1.4In effect, these Acts prevent the construction or operation of nuclear facilities for power generation, as well as facilities for the fabrication of nuclear fuel, uranium enrichment and the reprocessing of nuclear waste.[3]

1.5The bill would remove these prohibitions.[4]

1.6The bill is a Private Senator’s Bill introduced by Senator Matt Canavan, and co-sponsored by eight other Opposition senators.[5] In his second reading speech, Senator Canavan outlined what the bill aims to achieve:

We should support removing the bans on nuclear power because that would be the best way to take advantage of future technological developments that could see nuclear energy as the most competitive carbon free option to produce electricity.[6]

Background to the bill

1.7Nuclear power was banned in Australia in the late 1990s, after more than two decades of debate. From the 1970s, this centred upon opposition to French nuclear testing in the Pacific, and uranium mining in the Northern Territory. In the following decades, the anti-nuclear movement gained momentum, including from a global unease about nuclear weapon proliferation, as well as commercial proposals to store international nuclear waste in Australia.[7]

1.8More recently the Parliamentary Library has noted that, apart from the legislative prohibition on nuclear energy, there would be other significant challenges to setting up nuclear generation in Australia. Citing international experience, it commented that:

In almost all OECD markets, new nuclear reactors have struggled to establish a business case in the last two decades (with the exception probably being South Korea). The long lead times and high capital costs, plus the technical and economic inflexibility of nuclear plants, have mitigated strongly against new construction unless there has been sufficiently strong policy support (such as for the proposed new reactor in the United Kingdom). New power plants over the last two decades in OECD countries have generally been gas fired (based on high-efficiency gas turbines) and more recently based on new renewable technologies, such as wind and solar, where costs have declined sharply and lead times are short and costs known more accurately.
════════════════
**Assigned task A**.
Echo the stretch of the nuclear power bill report from "In almost all" through "known more accurately.".
**Assigned task B**.
According to the nuclear power bill report, who introduced the bill?
**Assigned task C**.
Pick up the report on the nuclear power bill where it stops and continue it.
The records that come after this report on the nuclear power bill are a separate set of material.
════════════════
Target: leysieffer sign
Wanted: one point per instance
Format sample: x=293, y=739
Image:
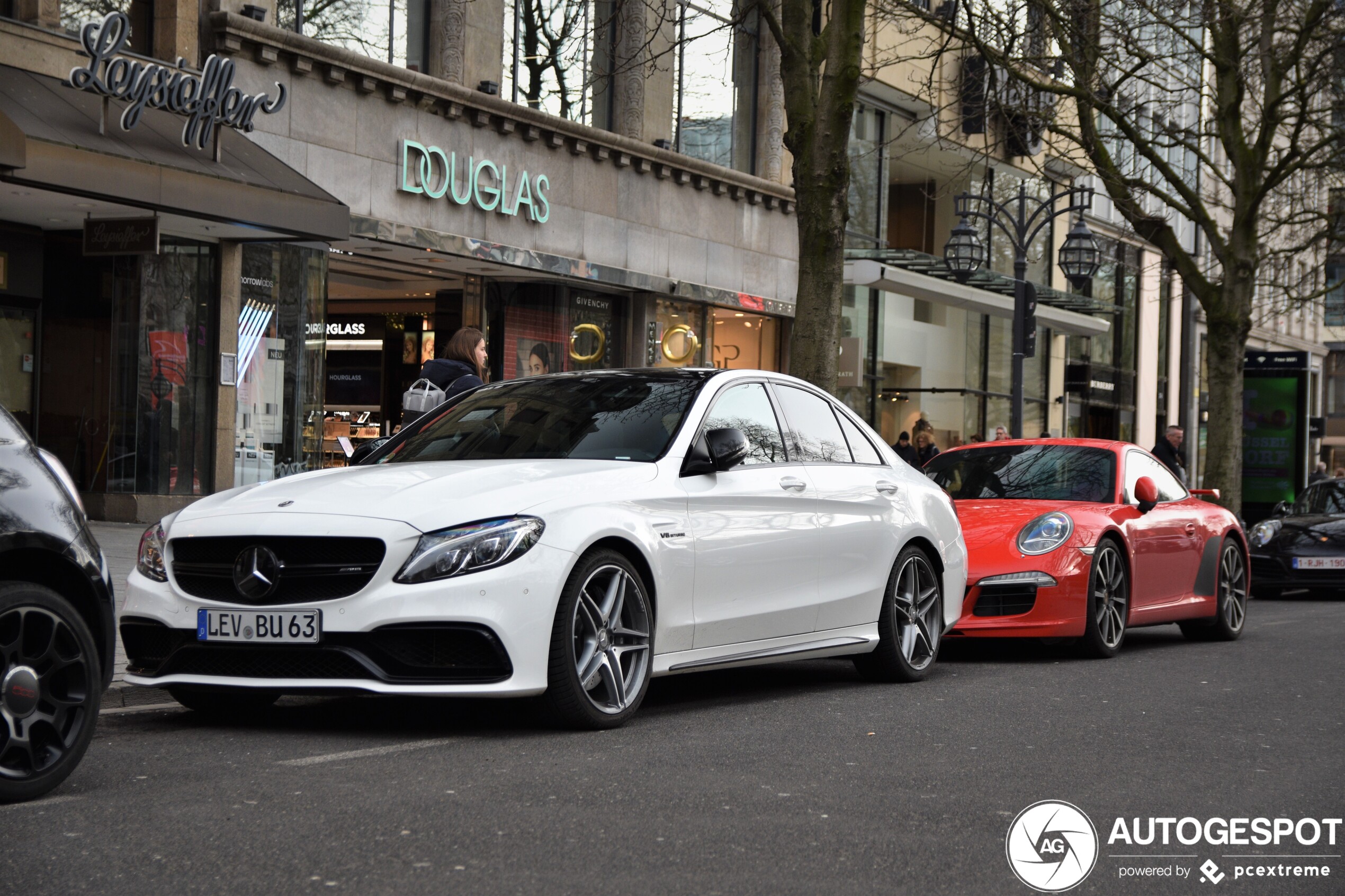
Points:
x=208, y=98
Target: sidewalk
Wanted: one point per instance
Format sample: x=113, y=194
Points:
x=120, y=543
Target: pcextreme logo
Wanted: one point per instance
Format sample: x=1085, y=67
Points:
x=1052, y=847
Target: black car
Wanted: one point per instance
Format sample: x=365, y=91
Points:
x=57, y=635
x=1304, y=545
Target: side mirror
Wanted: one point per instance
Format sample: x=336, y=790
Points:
x=1146, y=493
x=728, y=448
x=366, y=449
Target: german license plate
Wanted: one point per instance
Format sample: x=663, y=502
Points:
x=1320, y=563
x=257, y=627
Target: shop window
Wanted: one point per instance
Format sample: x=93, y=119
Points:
x=743, y=341
x=282, y=332
x=544, y=328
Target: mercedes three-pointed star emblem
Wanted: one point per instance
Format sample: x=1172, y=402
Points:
x=257, y=573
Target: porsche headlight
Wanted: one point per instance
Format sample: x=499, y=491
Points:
x=151, y=559
x=1045, y=533
x=470, y=548
x=1263, y=532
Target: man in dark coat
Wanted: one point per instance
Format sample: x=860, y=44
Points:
x=905, y=450
x=1169, y=452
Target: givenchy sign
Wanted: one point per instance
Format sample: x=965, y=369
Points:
x=208, y=100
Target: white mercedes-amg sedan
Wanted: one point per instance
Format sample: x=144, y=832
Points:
x=569, y=537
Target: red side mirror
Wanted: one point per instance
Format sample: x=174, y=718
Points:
x=1145, y=491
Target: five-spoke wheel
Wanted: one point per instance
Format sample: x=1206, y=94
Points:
x=911, y=622
x=49, y=690
x=1109, y=602
x=602, y=644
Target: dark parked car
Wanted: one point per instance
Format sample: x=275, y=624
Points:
x=1304, y=545
x=57, y=633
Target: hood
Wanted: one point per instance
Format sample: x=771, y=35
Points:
x=428, y=496
x=987, y=524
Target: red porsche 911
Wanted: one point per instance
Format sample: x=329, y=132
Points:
x=1087, y=539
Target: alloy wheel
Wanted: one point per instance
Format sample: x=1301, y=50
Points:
x=1111, y=595
x=1232, y=587
x=42, y=693
x=611, y=644
x=918, y=624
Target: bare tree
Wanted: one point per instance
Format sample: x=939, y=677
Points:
x=1212, y=125
x=821, y=54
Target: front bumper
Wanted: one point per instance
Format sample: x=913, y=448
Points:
x=483, y=635
x=1056, y=612
x=1277, y=572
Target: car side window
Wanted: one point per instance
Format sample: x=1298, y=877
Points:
x=861, y=448
x=814, y=433
x=1138, y=465
x=748, y=408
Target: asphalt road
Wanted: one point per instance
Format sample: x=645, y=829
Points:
x=794, y=778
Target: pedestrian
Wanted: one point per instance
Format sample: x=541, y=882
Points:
x=1169, y=452
x=926, y=449
x=905, y=450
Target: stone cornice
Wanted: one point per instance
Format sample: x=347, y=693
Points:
x=306, y=57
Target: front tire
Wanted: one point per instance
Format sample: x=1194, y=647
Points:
x=602, y=645
x=1231, y=595
x=50, y=690
x=910, y=622
x=1109, y=603
x=226, y=703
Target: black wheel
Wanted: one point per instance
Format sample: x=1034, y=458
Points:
x=50, y=690
x=910, y=622
x=1109, y=603
x=230, y=703
x=1231, y=600
x=602, y=645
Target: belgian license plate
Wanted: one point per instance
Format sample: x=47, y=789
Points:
x=1320, y=563
x=257, y=627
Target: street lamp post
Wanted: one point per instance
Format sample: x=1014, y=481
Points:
x=1079, y=260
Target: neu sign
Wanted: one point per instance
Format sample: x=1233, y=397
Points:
x=482, y=183
x=208, y=100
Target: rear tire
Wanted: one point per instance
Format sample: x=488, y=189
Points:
x=1109, y=603
x=226, y=703
x=910, y=622
x=51, y=690
x=1230, y=600
x=602, y=645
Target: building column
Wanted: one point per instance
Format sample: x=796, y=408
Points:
x=226, y=401
x=467, y=41
x=1146, y=352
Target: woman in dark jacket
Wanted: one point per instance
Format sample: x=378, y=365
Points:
x=463, y=365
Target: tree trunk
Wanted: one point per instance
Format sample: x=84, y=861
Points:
x=822, y=213
x=1224, y=351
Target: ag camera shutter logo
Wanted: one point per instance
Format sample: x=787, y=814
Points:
x=1052, y=847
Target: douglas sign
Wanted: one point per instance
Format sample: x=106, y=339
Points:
x=209, y=100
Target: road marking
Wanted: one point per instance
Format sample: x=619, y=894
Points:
x=372, y=752
x=49, y=801
x=118, y=711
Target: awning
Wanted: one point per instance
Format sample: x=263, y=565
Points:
x=931, y=289
x=49, y=139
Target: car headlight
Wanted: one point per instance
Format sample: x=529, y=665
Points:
x=1045, y=533
x=151, y=560
x=470, y=548
x=1263, y=532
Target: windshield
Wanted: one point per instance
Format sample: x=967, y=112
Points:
x=1328, y=497
x=608, y=418
x=1036, y=472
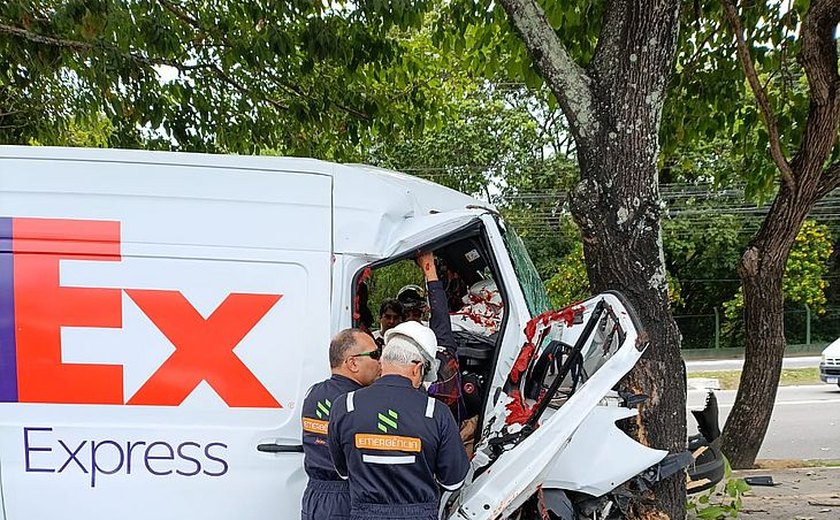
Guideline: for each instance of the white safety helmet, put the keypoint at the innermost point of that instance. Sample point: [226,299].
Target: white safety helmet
[422,339]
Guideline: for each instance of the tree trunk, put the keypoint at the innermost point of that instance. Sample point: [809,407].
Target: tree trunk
[762,271]
[617,206]
[804,181]
[614,108]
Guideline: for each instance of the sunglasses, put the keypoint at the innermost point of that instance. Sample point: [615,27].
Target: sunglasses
[373,354]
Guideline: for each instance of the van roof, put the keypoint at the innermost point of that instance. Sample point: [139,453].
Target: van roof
[370,204]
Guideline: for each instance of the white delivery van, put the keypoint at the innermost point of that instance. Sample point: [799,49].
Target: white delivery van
[162,316]
[830,363]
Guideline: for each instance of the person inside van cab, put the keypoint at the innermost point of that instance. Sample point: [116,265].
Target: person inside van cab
[391,314]
[354,361]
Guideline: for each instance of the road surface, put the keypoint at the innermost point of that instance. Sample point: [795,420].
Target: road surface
[805,423]
[711,365]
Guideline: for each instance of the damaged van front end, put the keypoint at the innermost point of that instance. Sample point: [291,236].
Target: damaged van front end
[552,434]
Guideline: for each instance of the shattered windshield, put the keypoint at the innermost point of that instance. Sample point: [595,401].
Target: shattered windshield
[532,286]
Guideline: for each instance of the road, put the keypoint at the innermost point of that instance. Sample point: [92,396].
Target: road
[805,422]
[736,364]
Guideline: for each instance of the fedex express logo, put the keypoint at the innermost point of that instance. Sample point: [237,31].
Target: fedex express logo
[34,306]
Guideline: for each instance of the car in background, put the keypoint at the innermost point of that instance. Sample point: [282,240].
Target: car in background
[830,363]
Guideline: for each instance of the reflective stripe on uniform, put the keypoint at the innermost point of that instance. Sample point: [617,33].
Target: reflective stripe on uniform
[386,459]
[430,407]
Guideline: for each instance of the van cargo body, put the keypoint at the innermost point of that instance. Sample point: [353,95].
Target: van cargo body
[162,316]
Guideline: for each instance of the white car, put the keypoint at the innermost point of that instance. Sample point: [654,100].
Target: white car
[830,363]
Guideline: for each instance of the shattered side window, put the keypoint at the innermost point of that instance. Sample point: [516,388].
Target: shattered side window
[529,280]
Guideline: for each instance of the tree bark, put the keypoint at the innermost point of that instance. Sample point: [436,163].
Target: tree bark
[614,108]
[761,271]
[763,264]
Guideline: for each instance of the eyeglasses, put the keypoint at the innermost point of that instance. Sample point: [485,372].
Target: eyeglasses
[373,354]
[426,366]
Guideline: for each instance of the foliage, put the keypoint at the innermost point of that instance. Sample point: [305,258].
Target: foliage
[806,266]
[710,105]
[702,250]
[722,501]
[570,283]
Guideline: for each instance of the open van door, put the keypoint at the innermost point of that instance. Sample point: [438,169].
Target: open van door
[571,361]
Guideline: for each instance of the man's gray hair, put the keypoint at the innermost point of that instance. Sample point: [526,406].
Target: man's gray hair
[401,351]
[340,344]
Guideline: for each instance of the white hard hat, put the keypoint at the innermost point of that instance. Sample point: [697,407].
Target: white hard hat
[421,338]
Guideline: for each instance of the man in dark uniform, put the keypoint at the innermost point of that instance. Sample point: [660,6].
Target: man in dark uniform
[397,445]
[354,360]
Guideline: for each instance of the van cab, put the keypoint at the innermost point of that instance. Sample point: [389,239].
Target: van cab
[830,363]
[162,316]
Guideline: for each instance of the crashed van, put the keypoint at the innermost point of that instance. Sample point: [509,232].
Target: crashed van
[162,316]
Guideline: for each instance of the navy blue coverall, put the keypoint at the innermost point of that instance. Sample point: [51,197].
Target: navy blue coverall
[397,445]
[326,494]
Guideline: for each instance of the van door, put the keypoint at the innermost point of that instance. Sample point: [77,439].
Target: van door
[606,337]
[162,319]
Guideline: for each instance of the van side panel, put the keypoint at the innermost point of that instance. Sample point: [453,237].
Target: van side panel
[157,324]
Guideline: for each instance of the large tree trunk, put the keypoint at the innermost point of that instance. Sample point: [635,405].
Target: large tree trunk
[614,108]
[761,270]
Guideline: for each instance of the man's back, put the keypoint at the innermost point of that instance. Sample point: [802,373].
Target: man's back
[315,416]
[397,444]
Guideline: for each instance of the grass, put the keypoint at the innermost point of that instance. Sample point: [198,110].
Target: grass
[729,379]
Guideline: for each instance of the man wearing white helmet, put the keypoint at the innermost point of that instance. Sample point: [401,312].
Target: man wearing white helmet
[397,445]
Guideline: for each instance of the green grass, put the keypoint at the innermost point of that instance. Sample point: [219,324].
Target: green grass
[729,379]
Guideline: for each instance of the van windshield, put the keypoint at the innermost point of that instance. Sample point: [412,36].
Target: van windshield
[529,280]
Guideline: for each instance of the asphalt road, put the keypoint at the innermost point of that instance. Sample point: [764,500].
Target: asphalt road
[737,364]
[805,422]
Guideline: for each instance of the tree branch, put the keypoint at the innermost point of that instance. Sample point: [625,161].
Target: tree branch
[567,79]
[44,40]
[759,93]
[818,56]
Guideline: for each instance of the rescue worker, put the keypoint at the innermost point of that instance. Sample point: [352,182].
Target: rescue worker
[354,360]
[447,387]
[395,443]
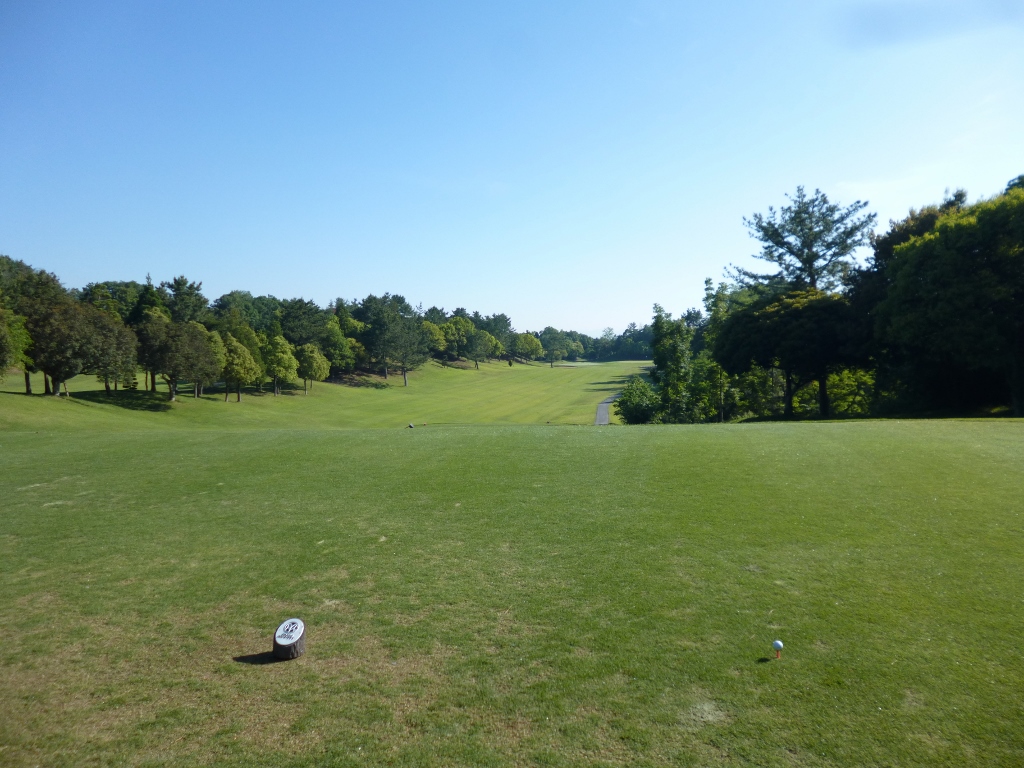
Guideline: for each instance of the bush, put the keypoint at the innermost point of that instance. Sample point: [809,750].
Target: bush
[638,403]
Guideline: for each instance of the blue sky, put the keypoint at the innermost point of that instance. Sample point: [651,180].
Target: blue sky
[567,163]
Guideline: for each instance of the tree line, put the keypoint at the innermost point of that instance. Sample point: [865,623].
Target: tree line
[932,324]
[123,330]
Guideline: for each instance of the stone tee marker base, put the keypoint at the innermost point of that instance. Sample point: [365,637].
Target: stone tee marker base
[290,639]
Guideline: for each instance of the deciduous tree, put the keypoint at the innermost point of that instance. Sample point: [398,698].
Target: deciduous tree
[312,365]
[280,361]
[810,241]
[240,368]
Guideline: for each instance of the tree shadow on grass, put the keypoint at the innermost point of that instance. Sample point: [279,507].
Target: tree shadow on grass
[132,399]
[259,658]
[357,380]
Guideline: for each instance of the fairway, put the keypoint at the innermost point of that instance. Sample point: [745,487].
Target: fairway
[515,595]
[496,393]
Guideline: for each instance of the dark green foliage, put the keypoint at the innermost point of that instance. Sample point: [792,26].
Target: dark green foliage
[150,299]
[638,403]
[280,361]
[185,300]
[186,352]
[381,315]
[240,368]
[312,365]
[956,293]
[13,340]
[554,343]
[672,365]
[408,344]
[112,349]
[810,241]
[115,297]
[301,322]
[805,334]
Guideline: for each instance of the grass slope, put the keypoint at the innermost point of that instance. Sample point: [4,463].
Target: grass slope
[495,596]
[495,394]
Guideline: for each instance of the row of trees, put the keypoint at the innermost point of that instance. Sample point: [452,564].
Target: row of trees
[933,323]
[172,332]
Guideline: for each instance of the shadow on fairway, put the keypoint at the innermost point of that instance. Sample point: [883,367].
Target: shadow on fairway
[132,399]
[259,658]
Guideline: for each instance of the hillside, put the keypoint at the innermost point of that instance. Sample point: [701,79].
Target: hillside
[496,393]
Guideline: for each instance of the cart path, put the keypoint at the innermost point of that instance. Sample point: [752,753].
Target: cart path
[602,411]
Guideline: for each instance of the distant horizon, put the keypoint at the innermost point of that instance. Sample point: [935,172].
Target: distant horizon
[566,165]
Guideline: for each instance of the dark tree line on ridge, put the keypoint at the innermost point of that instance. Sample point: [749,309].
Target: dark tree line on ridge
[932,324]
[121,331]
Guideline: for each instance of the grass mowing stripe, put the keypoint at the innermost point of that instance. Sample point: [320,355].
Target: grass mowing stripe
[516,595]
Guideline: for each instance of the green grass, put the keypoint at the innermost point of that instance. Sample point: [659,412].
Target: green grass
[495,394]
[511,595]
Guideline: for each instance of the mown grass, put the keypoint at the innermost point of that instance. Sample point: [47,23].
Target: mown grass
[502,595]
[494,394]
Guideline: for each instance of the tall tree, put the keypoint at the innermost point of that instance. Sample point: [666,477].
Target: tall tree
[810,241]
[803,333]
[301,322]
[186,302]
[554,343]
[60,342]
[336,346]
[672,365]
[409,345]
[481,345]
[150,298]
[956,293]
[240,368]
[381,315]
[152,331]
[14,341]
[526,346]
[312,365]
[112,350]
[280,361]
[186,353]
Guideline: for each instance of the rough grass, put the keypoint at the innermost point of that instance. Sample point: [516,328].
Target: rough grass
[496,596]
[494,394]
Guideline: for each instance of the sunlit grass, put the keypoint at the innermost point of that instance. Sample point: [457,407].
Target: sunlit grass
[494,394]
[515,595]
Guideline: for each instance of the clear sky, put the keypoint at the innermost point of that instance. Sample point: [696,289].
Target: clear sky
[566,163]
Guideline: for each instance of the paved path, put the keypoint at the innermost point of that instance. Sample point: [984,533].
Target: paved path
[602,411]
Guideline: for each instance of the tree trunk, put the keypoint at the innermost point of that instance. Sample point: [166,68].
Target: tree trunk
[721,398]
[824,406]
[787,407]
[1017,384]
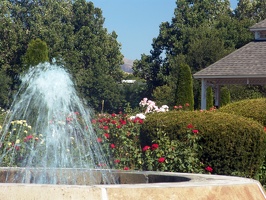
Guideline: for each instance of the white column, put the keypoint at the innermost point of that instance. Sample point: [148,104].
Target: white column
[217,95]
[203,93]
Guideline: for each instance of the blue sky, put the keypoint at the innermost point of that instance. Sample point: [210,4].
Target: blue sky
[137,22]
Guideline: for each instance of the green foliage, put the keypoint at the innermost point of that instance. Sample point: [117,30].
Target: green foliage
[5,84]
[132,93]
[184,92]
[250,108]
[209,98]
[164,154]
[15,147]
[119,138]
[75,36]
[225,96]
[163,95]
[228,141]
[240,92]
[37,52]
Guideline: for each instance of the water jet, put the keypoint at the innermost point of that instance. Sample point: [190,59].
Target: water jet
[60,158]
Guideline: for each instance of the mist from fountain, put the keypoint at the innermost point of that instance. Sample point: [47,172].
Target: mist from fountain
[65,139]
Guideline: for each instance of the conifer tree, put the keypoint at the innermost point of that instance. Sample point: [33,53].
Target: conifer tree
[36,53]
[209,98]
[184,92]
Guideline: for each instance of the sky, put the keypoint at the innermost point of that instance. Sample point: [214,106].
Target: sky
[136,22]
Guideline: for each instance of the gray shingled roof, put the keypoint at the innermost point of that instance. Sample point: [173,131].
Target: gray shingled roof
[248,61]
[259,25]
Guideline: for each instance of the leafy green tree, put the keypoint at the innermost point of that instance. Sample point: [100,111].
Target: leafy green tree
[164,95]
[36,53]
[75,36]
[184,92]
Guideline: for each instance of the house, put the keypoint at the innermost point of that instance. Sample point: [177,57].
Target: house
[246,65]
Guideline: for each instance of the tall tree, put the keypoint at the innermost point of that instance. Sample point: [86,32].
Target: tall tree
[75,36]
[184,92]
[36,53]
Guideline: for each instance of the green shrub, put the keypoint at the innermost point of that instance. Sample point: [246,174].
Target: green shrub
[250,108]
[231,144]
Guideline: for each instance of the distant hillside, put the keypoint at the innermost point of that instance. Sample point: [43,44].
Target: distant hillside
[127,66]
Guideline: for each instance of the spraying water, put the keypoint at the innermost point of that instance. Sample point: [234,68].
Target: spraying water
[62,136]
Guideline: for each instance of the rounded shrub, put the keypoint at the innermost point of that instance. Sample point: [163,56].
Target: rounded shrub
[251,108]
[230,144]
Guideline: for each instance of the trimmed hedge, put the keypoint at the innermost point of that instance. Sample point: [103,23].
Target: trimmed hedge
[231,144]
[251,108]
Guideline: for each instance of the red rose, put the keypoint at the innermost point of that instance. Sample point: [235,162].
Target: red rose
[123,122]
[113,122]
[145,148]
[209,169]
[116,161]
[154,146]
[190,126]
[161,160]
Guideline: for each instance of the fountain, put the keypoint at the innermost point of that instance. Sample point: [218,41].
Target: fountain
[59,157]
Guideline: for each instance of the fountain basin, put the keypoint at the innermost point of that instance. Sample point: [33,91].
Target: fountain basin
[133,185]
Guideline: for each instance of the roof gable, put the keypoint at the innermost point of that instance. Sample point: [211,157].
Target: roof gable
[248,61]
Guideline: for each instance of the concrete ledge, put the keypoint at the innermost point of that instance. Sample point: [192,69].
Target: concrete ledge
[137,186]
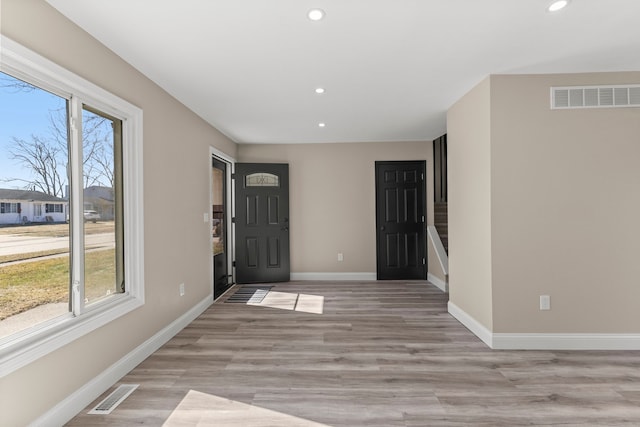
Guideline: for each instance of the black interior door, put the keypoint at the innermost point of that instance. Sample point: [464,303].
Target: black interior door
[262,222]
[400,220]
[219,227]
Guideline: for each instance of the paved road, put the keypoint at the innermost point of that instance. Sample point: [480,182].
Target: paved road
[16,244]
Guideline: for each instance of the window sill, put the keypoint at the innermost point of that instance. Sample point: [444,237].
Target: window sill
[27,347]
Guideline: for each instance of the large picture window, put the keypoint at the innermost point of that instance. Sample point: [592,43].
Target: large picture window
[76,149]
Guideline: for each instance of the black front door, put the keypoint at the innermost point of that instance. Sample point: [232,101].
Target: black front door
[262,222]
[221,276]
[400,220]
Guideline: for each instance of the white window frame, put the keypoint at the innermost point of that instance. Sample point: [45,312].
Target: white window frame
[23,348]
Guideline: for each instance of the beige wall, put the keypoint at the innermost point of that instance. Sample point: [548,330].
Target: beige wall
[469,197]
[544,202]
[332,193]
[176,194]
[565,209]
════════════════
**Answer section A**.
In almost all OECD markets, new nuclear reactors have struggled to establish a business case in the last two decades (with the exception probably being South Korea). The long lead times and high capital costs, plus the technical and economic inflexibility of nuclear plants, have mitigated strongly against new construction unless there has been sufficiently strong policy support (such as for the proposed new reactor in the United Kingdom). New power plants over the last two decades in OECD countries have generally been gas fired (based on high-efficiency gas turbines) and more recently based on new renewable technologies, such as wind and solar, where costs have declined sharply and lead times are short and costs known more accurately.

**Answer section B**.
Senator Matt Canavan introduced it as a Private Senator's Bill.

**Answer section C**.
Experience in other countries where nuclear reactors are introduced indicates that initially costs and lead times may exceed expectations. A skilled work force is required to construct, operate and maintain the facilities. In addition, any reactor construction in Australia would likely need to be in a coastal location to assure cooling water. In due course, a permanent repository for high-level reactor waste would need to be identified, constructed and operated, quite distinct from current efforts to develop a repository for low and intermediate level waste.[8]

1.9Established by the Australian Nuclear Science and Technology Organisation Act 1987, the Australian Nuclear Science and Technology Organisation (ANSTO) provides expert and technical advice on matters relating to nuclear science, technology, and engineering. ANSTO explained that additional legislation would likely be required, beyond the bill’s amendments, to ‘upgrade the existing regulatory structure so that it is capable of performing the functions required for the licensing of nuclear power reactors’, as well as legislation governing nuclear liability ‘in order to bring Australia in line with international legal norms’. Consideration would also need to be given to:

waste management, transport and storage;

managing environmental impacts;

community engagement;

workforce capability; and

security implications.[9]

1.10The Department of Climate Change, Energy, the Environment and Water (DCCEEW) also acknowledged that additional strategies and frameworks would be necessary beyond repealing the prohibitions from the two Acts, including for:

the assessment and management of the health, safety, social, security and environmental impacts of any proposed nuclear power plants or related facilities, as well as for community engagement;

equivalent frameworks for the transport, processing and storage of nuclear fuel and radioactive waste; and

an adequate workforce capability to build, operate and maintain civil nuclear power plants and other related facilities, and to regulate these activities.[10]

1.11Furthermore, DCCEEW noted that the three large east coast states, New South Wales, Victoria and Queensland, also have legislation prohibiting the construction of nuclear plants within their jurisdictions. Western Australia, South Australia and the Northern Territory have legislation that prohibits the transport or disposal of nuclear waste.[11]

1.12Besides these practical impediments, even advocates for nuclear power recognise that the broader Australian community has an entrenched and persisting anti-nuclear sentiment. For example, in late 2021, the Australian Energy Council commented:

The nuclear industry lacks a social licence in Australia. It has been said that for many Australians their four reference points for nuclear [are]: Three Mile Island, Chernobyl, Fukushima and The Simpsons.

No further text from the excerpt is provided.